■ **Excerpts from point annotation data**
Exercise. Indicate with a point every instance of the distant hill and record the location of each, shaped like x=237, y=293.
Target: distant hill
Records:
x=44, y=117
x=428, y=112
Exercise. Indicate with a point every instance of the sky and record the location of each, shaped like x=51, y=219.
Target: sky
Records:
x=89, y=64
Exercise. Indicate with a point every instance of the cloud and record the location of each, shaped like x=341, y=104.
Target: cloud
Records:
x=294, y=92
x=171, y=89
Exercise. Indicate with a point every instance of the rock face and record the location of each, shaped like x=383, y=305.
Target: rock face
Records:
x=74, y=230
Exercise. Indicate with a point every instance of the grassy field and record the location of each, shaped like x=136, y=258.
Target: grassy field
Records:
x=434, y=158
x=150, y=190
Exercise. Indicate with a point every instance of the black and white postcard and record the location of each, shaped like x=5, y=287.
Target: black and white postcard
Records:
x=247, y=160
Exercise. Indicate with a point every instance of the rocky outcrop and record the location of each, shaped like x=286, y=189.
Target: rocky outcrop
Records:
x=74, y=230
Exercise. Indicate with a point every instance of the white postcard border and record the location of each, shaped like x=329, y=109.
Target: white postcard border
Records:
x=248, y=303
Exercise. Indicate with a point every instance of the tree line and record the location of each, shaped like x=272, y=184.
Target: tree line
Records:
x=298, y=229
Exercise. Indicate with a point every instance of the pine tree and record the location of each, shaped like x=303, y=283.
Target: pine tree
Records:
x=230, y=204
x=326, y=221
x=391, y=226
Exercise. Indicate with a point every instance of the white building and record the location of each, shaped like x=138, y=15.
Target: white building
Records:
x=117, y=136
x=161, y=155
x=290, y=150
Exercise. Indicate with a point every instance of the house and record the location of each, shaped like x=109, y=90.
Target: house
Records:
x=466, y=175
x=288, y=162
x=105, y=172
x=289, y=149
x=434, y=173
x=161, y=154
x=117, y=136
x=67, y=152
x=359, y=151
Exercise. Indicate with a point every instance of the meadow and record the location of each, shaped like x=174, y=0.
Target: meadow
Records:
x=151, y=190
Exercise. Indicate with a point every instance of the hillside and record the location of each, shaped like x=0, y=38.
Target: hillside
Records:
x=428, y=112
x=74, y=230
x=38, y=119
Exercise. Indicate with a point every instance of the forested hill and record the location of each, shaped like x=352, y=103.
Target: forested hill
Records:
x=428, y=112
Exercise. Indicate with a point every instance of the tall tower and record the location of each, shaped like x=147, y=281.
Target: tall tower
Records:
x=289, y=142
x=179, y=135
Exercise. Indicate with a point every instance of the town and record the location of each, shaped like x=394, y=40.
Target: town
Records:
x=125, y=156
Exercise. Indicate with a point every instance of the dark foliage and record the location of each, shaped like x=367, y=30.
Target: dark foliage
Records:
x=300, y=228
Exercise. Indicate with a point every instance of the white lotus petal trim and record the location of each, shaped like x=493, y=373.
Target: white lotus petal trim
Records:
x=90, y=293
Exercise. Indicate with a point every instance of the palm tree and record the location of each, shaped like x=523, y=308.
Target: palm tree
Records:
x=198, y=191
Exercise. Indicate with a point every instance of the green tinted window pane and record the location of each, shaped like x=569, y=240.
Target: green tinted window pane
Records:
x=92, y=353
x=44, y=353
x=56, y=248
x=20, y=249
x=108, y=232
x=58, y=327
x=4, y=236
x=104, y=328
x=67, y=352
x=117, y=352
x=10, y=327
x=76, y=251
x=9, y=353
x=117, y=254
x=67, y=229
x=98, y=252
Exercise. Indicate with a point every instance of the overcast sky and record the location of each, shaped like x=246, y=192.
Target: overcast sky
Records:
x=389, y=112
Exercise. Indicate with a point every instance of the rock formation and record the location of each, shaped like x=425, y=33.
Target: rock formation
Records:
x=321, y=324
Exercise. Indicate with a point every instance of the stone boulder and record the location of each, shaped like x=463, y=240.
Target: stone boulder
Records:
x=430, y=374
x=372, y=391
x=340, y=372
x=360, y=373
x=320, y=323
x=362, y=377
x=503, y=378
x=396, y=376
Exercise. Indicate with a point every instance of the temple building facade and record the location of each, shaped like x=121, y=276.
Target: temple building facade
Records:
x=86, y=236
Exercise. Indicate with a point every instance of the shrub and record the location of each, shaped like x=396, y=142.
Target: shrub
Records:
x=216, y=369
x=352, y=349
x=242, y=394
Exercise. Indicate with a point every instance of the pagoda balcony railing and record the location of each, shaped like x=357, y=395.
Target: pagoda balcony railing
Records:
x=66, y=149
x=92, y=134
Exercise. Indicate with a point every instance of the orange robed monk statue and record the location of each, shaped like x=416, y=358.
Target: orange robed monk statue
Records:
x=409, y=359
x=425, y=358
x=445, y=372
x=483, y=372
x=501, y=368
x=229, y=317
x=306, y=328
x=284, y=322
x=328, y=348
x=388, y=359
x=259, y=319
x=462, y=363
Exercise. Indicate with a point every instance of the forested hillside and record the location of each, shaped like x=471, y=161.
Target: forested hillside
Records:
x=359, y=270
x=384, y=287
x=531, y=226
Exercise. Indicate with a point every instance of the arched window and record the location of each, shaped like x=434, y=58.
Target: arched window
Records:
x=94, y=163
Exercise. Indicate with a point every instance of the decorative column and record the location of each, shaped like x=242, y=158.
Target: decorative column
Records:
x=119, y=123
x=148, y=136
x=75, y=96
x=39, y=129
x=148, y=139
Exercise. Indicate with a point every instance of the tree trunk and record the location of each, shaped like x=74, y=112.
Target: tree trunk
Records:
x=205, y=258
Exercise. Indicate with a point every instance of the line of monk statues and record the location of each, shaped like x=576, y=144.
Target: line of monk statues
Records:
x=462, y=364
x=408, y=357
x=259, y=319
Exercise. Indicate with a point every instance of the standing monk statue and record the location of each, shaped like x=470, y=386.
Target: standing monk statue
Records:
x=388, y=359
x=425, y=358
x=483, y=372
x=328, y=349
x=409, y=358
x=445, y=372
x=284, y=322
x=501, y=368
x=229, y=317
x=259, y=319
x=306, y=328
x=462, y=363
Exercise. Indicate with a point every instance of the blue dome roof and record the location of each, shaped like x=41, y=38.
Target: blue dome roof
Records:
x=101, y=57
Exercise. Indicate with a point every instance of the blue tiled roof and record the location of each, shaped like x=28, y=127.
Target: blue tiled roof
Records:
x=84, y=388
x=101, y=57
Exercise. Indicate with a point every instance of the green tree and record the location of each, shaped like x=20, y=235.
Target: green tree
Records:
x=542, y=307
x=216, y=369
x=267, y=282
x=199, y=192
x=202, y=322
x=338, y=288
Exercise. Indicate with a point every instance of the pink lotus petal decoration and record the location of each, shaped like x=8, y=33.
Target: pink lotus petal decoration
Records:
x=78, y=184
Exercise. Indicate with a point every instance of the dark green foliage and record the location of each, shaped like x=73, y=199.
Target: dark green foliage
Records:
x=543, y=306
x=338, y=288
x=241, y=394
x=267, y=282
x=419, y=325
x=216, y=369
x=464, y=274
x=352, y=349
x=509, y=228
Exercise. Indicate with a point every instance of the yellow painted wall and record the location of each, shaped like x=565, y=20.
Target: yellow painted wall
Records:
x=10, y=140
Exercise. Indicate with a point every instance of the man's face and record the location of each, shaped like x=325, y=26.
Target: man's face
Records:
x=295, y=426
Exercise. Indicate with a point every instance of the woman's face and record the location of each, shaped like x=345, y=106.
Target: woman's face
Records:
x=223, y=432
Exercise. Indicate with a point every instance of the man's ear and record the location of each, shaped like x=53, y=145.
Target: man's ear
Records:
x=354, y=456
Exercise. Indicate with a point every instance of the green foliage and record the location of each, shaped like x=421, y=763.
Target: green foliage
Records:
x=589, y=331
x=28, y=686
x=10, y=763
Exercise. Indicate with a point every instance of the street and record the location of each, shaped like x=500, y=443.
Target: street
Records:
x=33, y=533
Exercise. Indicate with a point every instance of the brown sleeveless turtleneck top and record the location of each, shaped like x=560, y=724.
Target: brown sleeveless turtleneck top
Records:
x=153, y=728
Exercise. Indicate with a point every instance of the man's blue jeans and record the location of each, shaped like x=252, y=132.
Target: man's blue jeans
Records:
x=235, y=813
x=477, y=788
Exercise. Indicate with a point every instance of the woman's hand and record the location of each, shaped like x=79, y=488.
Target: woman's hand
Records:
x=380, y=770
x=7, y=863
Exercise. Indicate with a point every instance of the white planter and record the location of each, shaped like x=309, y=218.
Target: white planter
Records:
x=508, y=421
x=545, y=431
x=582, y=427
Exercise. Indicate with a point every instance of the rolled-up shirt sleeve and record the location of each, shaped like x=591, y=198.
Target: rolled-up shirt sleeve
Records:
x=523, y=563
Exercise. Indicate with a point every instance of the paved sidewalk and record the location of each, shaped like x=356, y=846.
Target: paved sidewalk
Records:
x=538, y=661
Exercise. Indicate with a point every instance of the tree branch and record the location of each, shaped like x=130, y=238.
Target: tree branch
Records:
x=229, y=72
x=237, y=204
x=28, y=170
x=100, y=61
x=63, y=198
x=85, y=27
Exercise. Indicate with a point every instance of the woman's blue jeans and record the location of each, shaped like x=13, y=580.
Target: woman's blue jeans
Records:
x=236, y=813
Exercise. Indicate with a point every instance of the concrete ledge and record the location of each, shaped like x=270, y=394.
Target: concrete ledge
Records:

■ **WHAT YOU SHOULD DO**
Rewrite the lines from the one containing "like x=138, y=15." through the one containing "x=125, y=156", both included, as a JSON list of strings with one string per line and no blank lines.

■ **OUTPUT OF THE TASK**
[
  "Exercise. Indicate with a point every instance of the white building and record the location of each, shaped like x=138, y=15.",
  "Target: white building",
  "Records:",
  "x=117, y=136",
  "x=161, y=155",
  "x=290, y=150",
  "Exercise. Indicate with a point every instance of the house and record the location of each, shaped like x=109, y=90.",
  "Target: house",
  "Records:",
  "x=466, y=175",
  "x=288, y=162",
  "x=105, y=172",
  "x=289, y=149",
  "x=434, y=173",
  "x=161, y=154",
  "x=117, y=136",
  "x=67, y=152",
  "x=359, y=151",
  "Exercise. Indicate with a point every instance of the meadow and record the location of each, shaped like x=174, y=0.",
  "Target: meadow",
  "Records:",
  "x=151, y=190",
  "Exercise. Indicate with a point every instance of the hillside and record the location of each, shaped like x=0, y=38.",
  "Target: hillside",
  "Records:",
  "x=428, y=112",
  "x=74, y=230",
  "x=38, y=119",
  "Exercise. Indicate with a point every instance of the forested hill and record the location of each, shaped like x=352, y=103.",
  "Target: forested hill",
  "Records:",
  "x=428, y=112",
  "Exercise. Indicate with a point every instance of the tall tower and record the location of each, shaped like x=147, y=281.",
  "Target: tall tower",
  "Records:",
  "x=289, y=142",
  "x=179, y=135",
  "Exercise. Indicate with a point every instance of the town and record the location of each, shaped like x=394, y=40.",
  "Target: town",
  "Records:",
  "x=125, y=156"
]